> **Selected excerpt**:
They ALL 3 remember those times but it doesn't impact our relationship and they understand "why" I chose that approach at the particular time that I did....

We're all just human, acting like, humans and we don't "always" do what everyone else thinks is right or wrong, we are our own individual person. ONE of a kind...

Hope that helps in some way too...

E-Man...:)

Thanks for sharing your experience, E-Man. I don't believe in physical punishment for my own children but I think that it may not be traumatizing, depending on the situation. However, my Mom and many of my relatives have been making excuses for him for my entire life, and so I've definitely heard stories like yours before. Your situation is different from mine because I can't dismisd his actions as a momentary lapse of judgment. I think I probably wasn't clear in my first post when I said we don't get along. We're pretty civil to each other and rarely ever argue. I actually do what I can to avoid him, and we sometimes go days without talking to each other. When we do talk, our conversations are pretty short.

> **Records in a dataset**:

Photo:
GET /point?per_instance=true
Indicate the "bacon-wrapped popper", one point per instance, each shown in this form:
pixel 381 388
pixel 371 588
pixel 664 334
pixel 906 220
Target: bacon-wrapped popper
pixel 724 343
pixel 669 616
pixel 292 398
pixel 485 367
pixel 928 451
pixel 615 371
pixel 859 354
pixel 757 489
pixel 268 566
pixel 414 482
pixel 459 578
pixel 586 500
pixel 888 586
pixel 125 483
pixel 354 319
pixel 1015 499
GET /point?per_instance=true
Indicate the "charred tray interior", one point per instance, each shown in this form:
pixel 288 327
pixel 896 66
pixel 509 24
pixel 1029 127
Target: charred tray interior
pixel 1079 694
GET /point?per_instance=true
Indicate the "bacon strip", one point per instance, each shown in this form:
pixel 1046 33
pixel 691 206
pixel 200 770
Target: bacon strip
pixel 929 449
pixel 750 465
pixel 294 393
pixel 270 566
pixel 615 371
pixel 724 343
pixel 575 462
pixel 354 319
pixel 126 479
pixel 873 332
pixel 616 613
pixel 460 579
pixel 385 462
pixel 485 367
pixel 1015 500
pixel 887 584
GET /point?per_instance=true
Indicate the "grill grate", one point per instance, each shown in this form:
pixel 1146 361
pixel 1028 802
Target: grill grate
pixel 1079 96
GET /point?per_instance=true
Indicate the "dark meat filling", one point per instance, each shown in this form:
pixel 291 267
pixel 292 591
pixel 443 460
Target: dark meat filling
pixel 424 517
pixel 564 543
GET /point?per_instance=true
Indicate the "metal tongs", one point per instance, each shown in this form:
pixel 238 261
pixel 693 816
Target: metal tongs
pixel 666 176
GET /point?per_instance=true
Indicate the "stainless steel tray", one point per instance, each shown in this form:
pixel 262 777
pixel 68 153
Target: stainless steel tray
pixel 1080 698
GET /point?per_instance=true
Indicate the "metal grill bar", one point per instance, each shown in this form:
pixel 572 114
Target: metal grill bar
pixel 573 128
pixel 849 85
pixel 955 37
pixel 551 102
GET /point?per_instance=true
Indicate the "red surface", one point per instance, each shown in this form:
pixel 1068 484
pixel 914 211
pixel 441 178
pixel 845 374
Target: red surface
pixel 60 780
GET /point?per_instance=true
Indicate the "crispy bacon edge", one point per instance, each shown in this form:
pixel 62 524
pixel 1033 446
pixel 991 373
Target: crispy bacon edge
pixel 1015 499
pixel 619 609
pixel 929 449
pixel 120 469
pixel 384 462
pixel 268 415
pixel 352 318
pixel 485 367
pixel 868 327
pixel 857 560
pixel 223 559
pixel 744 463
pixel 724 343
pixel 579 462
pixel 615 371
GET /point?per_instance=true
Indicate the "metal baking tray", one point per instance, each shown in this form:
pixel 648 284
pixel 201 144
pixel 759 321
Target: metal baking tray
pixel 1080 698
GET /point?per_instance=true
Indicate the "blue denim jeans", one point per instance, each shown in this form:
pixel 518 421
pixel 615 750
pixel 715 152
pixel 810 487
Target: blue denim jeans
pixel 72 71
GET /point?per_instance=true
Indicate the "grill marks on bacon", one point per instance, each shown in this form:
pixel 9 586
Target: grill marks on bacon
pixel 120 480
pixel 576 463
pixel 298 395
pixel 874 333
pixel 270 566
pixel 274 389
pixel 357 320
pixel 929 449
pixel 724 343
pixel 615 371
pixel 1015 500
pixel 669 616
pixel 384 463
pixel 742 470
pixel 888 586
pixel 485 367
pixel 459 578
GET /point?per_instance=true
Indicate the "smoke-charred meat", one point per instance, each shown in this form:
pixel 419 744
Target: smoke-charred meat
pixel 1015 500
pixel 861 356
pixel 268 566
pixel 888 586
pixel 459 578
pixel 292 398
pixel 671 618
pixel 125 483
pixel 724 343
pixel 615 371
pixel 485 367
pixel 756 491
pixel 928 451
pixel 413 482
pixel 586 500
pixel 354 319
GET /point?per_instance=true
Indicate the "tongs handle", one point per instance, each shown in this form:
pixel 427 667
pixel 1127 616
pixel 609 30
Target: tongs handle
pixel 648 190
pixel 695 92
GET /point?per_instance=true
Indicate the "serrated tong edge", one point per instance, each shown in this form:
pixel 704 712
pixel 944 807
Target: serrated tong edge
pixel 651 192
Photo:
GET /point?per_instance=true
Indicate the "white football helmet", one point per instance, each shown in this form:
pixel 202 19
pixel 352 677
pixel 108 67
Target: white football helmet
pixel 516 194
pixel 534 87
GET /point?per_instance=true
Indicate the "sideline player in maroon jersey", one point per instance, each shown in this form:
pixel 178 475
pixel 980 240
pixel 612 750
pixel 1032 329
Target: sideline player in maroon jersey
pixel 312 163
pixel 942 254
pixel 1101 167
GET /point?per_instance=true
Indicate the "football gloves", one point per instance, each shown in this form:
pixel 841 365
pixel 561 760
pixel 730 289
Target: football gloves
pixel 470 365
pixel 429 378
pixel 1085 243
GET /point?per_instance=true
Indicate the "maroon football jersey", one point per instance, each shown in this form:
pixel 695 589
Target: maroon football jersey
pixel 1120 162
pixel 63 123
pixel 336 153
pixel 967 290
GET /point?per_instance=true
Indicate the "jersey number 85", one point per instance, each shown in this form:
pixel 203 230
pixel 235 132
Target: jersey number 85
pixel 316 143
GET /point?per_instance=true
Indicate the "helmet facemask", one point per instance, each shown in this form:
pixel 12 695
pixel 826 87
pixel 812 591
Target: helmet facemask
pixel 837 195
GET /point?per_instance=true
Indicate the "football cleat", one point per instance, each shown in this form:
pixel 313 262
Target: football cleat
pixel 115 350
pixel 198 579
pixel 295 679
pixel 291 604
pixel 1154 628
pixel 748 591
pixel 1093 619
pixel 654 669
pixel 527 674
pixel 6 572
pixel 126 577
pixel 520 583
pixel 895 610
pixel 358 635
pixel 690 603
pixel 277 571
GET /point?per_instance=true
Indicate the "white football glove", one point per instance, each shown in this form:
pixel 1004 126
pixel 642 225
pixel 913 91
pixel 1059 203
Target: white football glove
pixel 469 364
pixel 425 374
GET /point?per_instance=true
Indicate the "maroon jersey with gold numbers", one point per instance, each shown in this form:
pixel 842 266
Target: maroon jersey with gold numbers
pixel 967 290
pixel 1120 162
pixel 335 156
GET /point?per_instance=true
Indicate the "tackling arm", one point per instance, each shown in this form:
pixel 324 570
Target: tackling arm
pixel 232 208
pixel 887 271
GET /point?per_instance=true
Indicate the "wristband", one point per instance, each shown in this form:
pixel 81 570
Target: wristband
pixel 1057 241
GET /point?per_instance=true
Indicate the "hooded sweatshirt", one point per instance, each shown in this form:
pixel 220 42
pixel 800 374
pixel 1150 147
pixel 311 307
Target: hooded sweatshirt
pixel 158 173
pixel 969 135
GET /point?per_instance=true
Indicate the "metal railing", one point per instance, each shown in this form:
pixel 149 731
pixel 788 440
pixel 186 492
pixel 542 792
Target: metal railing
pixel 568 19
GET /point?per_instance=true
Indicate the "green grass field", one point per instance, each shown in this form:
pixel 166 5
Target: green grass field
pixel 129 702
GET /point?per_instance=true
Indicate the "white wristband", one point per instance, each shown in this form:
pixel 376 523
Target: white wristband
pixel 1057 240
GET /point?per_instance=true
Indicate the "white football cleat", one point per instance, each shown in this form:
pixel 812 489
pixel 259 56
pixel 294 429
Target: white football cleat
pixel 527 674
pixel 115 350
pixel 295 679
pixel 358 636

> **Using the information**:
a. Using the forum exchange about physical punishment, decide whether each statement agrees with it. Answer yes or no for each, quoting the words that settle it.
(i) The writer of the last post believes in physical punishment for their own children.
(ii) The writer of the last post and the person they describe rarely argue.
(iii) When the two of them talk, their conversations tend to be long.
b. Write out the part of the forum exchange about physical punishment starting at "Hope that helps" and ending at "are pretty short.".
c. Continue the forum exchange about physical punishment from where it stops.

> **Answers by item**:
a.
(i) No: "I don't believe in physical punishment for my own children"
(ii) Yes: "We're pretty civil to each other and rarely ever argue."
(iii) No: "When we do talk, our conversations are pretty short."

b.
Hope that helps in some way too...

E-Man...:)

Thanks for sharing your experience, E-Man. I don't believe in physical punishment for my own children but I think that it may not be traumatizing, depending on the situation. However, my Mom and many of my relatives have been making excuses for him for my entire life, and so I've definitely heard stories like yours before. Your situation is different from mine because I can't dismisd his actions as a momentary lapse of judgment. I think I probably wasn't clear in my first post when I said we don't get along. We're pretty civil to each other and rarely ever argue. I actually do what I can to avoid him, and we sometimes go days without talking to each other. When we do talk, our conversations are pretty short.

c.
I guess what I'm trying to say is that distance from my Dad is absolutely necessary, not because of what he's done, but because of who he is. I think this is one of the most difficult things I've had to explain to people, because a lot of people don't really get how your parent can love you but be toxic for you at the same time, and I can't explain it either. Anyway, I don't want this to turn into a rant, because I know you were just trying to help.

barelytolerable
02-14-2014, 12:11 PM
No, I'm still 17 right now, unfortunately.

barelytolerable
02-14-2014, 12:12 PM
Dear Barely,

First, you should congratulate yourself for writing an articulate well thought out post. You are aware of your situation, and you have a grip on why you feel depressed and suffer from anxiety. It's a mature sense of self that you have. So, feel good about that. Since you are a senior in high school, I suspect that part of what might be driving your anxiety is what you'll be doing next. Ideally, it would be great if you were heading off to college where you could live out from under your family and where you could make new friends, live with roommates and be able to avail yourself of the behavioral health services located on campus. Or, perhaps you will line up a job right after high school that will enable you to feel more independent and self-assured.

Hopefully, the anxiety that you feel will dissipate once you aren't in the daily company of your parents. I'm sure they love you and relationships change over time. You have a great, grand future ahead of you.

Thank you!

barelytolerable
02-14-2014, 12:27 PM
Sounds like you have a lot to deal with right now between your home/family and anxiety/depression.

You are in a position where it's incredibly hard to separate the negative aspects in your life and it's highly plausible to assume that your current home and family life are fuelling the increased anxiety (certainly not helping that's for sure).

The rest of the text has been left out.